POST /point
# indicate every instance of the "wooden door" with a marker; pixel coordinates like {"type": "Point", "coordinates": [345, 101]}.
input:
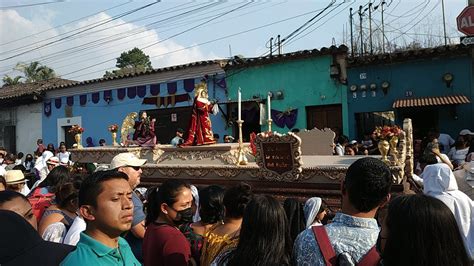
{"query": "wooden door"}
{"type": "Point", "coordinates": [324, 116]}
{"type": "Point", "coordinates": [168, 120]}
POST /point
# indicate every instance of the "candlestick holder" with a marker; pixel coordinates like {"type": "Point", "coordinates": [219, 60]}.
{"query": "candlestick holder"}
{"type": "Point", "coordinates": [241, 158]}
{"type": "Point", "coordinates": [270, 125]}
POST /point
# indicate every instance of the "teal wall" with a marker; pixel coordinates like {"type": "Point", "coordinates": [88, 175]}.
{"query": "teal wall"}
{"type": "Point", "coordinates": [304, 82]}
{"type": "Point", "coordinates": [423, 78]}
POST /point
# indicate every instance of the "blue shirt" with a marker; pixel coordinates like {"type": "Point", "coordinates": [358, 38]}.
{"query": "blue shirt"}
{"type": "Point", "coordinates": [350, 234]}
{"type": "Point", "coordinates": [138, 217]}
{"type": "Point", "coordinates": [92, 252]}
{"type": "Point", "coordinates": [176, 141]}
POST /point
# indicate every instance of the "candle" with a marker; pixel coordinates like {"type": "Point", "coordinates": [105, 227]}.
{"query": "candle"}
{"type": "Point", "coordinates": [269, 106]}
{"type": "Point", "coordinates": [239, 105]}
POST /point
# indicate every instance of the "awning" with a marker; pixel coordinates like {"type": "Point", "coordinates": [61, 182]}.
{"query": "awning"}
{"type": "Point", "coordinates": [431, 101]}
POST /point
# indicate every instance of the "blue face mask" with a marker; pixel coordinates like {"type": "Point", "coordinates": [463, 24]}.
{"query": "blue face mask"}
{"type": "Point", "coordinates": [183, 216]}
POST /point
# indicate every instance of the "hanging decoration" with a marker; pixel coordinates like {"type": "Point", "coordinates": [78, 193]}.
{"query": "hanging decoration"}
{"type": "Point", "coordinates": [282, 118]}
{"type": "Point", "coordinates": [83, 99]}
{"type": "Point", "coordinates": [47, 108]}
{"type": "Point", "coordinates": [141, 91]}
{"type": "Point", "coordinates": [121, 93]}
{"type": "Point", "coordinates": [154, 89]}
{"type": "Point", "coordinates": [131, 92]}
{"type": "Point", "coordinates": [95, 97]}
{"type": "Point", "coordinates": [70, 100]}
{"type": "Point", "coordinates": [172, 87]}
{"type": "Point", "coordinates": [189, 85]}
{"type": "Point", "coordinates": [166, 100]}
{"type": "Point", "coordinates": [57, 103]}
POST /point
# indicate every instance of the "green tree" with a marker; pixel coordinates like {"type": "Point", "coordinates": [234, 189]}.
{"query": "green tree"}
{"type": "Point", "coordinates": [130, 62]}
{"type": "Point", "coordinates": [7, 80]}
{"type": "Point", "coordinates": [35, 71]}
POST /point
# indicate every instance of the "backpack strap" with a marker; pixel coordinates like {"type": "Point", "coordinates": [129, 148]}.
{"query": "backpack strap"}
{"type": "Point", "coordinates": [325, 246]}
{"type": "Point", "coordinates": [371, 258]}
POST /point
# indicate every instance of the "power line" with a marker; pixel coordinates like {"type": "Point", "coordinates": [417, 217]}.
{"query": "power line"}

» Prompt
Could you transcribe every entry above exactly, leaving out the images?

» Solved exercise
POST /point
# indicate every instance of the "wooden door" with a marker; pixel coordinates like {"type": "Point", "coordinates": [345, 101]}.
input:
{"query": "wooden door"}
{"type": "Point", "coordinates": [324, 116]}
{"type": "Point", "coordinates": [168, 120]}
POST /point
# indicate every instance of the "candlestick holder" with a marker; pixel coordinates like {"type": "Point", "coordinates": [219, 60]}.
{"query": "candlestick holder"}
{"type": "Point", "coordinates": [241, 158]}
{"type": "Point", "coordinates": [270, 125]}
POST /point
# indicate every instance of the "teal wall" with a marker; pixel coordinates like {"type": "Point", "coordinates": [88, 175]}.
{"query": "teal wall"}
{"type": "Point", "coordinates": [304, 82]}
{"type": "Point", "coordinates": [423, 78]}
POST /point
# indicate every instance of the "blue shirt" with a marker; pixel coordinates like {"type": "Point", "coordinates": [358, 38]}.
{"query": "blue shirt"}
{"type": "Point", "coordinates": [350, 234]}
{"type": "Point", "coordinates": [138, 217]}
{"type": "Point", "coordinates": [92, 252]}
{"type": "Point", "coordinates": [176, 141]}
POST /point
# indicate every instance of the "candle" with a marker; pixel coordinates like {"type": "Point", "coordinates": [105, 227]}.
{"query": "candle"}
{"type": "Point", "coordinates": [269, 106]}
{"type": "Point", "coordinates": [239, 105]}
POST /point
# indicate every instance of the "awning" with a marker; pixel coordinates like {"type": "Point", "coordinates": [61, 182]}.
{"query": "awning"}
{"type": "Point", "coordinates": [431, 101]}
POST /point
# indicate every instance of the "blue face mask" with a marker; pixel coordinates like {"type": "Point", "coordinates": [463, 24]}.
{"query": "blue face mask"}
{"type": "Point", "coordinates": [183, 216]}
POST /point
# indicate every instance of the "hanging decoration" with a marker; pixel coordinates like {"type": "Point", "coordinates": [78, 193]}.
{"query": "hanging decoration"}
{"type": "Point", "coordinates": [282, 118]}
{"type": "Point", "coordinates": [83, 99]}
{"type": "Point", "coordinates": [47, 108]}
{"type": "Point", "coordinates": [141, 91]}
{"type": "Point", "coordinates": [121, 93]}
{"type": "Point", "coordinates": [154, 89]}
{"type": "Point", "coordinates": [131, 92]}
{"type": "Point", "coordinates": [95, 97]}
{"type": "Point", "coordinates": [70, 100]}
{"type": "Point", "coordinates": [172, 87]}
{"type": "Point", "coordinates": [189, 85]}
{"type": "Point", "coordinates": [166, 100]}
{"type": "Point", "coordinates": [57, 103]}
POST /point
# indicate every instance of the "green tree" with a marker; pixel coordinates like {"type": "Point", "coordinates": [234, 189]}.
{"query": "green tree"}
{"type": "Point", "coordinates": [130, 62]}
{"type": "Point", "coordinates": [7, 80]}
{"type": "Point", "coordinates": [35, 71]}
POST /point
# indicate every instance of the "backpack strap" with a marker; pixel coordinates like {"type": "Point", "coordinates": [129, 148]}.
{"query": "backpack strap"}
{"type": "Point", "coordinates": [325, 246]}
{"type": "Point", "coordinates": [371, 258]}
POST /point
# indicate every instance of the "power line" with a marker; pixel coordinates like {"type": "Point", "coordinates": [417, 217]}.
{"query": "power line"}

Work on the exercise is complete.